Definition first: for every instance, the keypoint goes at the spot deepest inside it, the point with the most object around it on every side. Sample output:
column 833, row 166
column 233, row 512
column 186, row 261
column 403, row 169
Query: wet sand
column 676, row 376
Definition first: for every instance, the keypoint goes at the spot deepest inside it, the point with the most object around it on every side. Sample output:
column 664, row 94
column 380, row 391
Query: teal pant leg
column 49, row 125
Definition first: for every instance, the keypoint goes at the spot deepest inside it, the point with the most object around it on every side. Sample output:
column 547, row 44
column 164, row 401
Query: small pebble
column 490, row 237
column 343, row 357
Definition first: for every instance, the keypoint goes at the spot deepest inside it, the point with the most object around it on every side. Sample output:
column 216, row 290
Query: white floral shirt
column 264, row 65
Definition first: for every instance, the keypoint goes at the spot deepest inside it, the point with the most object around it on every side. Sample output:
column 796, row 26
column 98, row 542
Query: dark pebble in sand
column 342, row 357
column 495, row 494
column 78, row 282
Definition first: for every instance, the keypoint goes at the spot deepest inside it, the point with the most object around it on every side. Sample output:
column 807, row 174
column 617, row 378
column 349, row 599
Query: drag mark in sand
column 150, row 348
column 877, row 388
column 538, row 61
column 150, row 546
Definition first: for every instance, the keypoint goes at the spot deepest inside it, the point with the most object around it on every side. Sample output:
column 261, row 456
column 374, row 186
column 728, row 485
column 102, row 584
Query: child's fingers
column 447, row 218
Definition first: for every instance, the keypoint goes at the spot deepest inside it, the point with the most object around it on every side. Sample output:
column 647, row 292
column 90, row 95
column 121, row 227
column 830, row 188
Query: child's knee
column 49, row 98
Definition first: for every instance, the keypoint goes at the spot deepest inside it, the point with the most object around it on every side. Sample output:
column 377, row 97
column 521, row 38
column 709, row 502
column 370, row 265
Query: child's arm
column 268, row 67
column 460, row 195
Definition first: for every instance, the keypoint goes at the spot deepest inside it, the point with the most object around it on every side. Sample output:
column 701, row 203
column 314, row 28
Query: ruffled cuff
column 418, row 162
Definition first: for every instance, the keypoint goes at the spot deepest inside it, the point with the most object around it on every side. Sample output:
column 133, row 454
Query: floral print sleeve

* **Task prompt**
Every record above must be set down again, word for word.

* **Result of this exercise**
Definition first: for every instance, the keypoint goes at the spot deepest inside it, the point with the most object around it on every side. Sample output:
column 833, row 166
column 233, row 512
column 186, row 261
column 403, row 169
Query: wet sand
column 676, row 376
Definition first: for every instance, the keypoint goes at the spot deepest inside it, the point with the most object around it on every side. Sample output:
column 664, row 94
column 380, row 391
Query: teal pant leg
column 49, row 125
Definition first: for every instance, the keypoint goes at the spot deepest inside it, the point with the most object around it on every side. Sample output:
column 547, row 44
column 164, row 401
Query: small pebble
column 490, row 237
column 343, row 357
Definition first: for every instance, the keypoint goes at the spot deepest inside it, the point with the most object around it on every side. Sample output:
column 216, row 290
Query: white floral shirt
column 264, row 65
Definition first: for every instance, the keypoint goes at the spot deepest inside it, the point with the most object around it on every side. Sample output:
column 796, row 26
column 98, row 542
Query: dark pebble in sand
column 342, row 357
column 495, row 494
column 78, row 282
Definition first: for every instance, the keypoint goes at the spot deepest inside it, the point with the most object around it on every side. Sample output:
column 807, row 174
column 617, row 378
column 349, row 599
Query: drag mark in sand
column 150, row 348
column 877, row 388
column 538, row 61
column 150, row 546
Definition first: for every instance, the keypoint goes at the spot deepest inside it, the point with the most object around it on every side. Sample output:
column 261, row 456
column 374, row 186
column 728, row 485
column 102, row 584
Query: child's fingers
column 447, row 218
Definition first: for every instance, the keypoint goes at the spot deepest inside it, the point with the most object around it on every side. Sample output:
column 647, row 292
column 90, row 95
column 121, row 227
column 830, row 188
Query: child's knee
column 49, row 98
Definition first: for every instance, the keypoint goes at the spot deepest inside it, the point with the most object around it on every side. Sample output:
column 377, row 97
column 521, row 38
column 709, row 502
column 370, row 265
Query: child's arm
column 268, row 67
column 460, row 195
Definition first: for every instance, the keypoint goes at the spot deepest inside it, the point with the most object around it on every side. Sample output:
column 701, row 203
column 314, row 28
Query: ruffled cuff
column 418, row 162
Definition first: for every instance, the keypoint goes at the spot deepest inside it, the point with the most object around it on every side. Sample output:
column 133, row 454
Query: floral print sleeve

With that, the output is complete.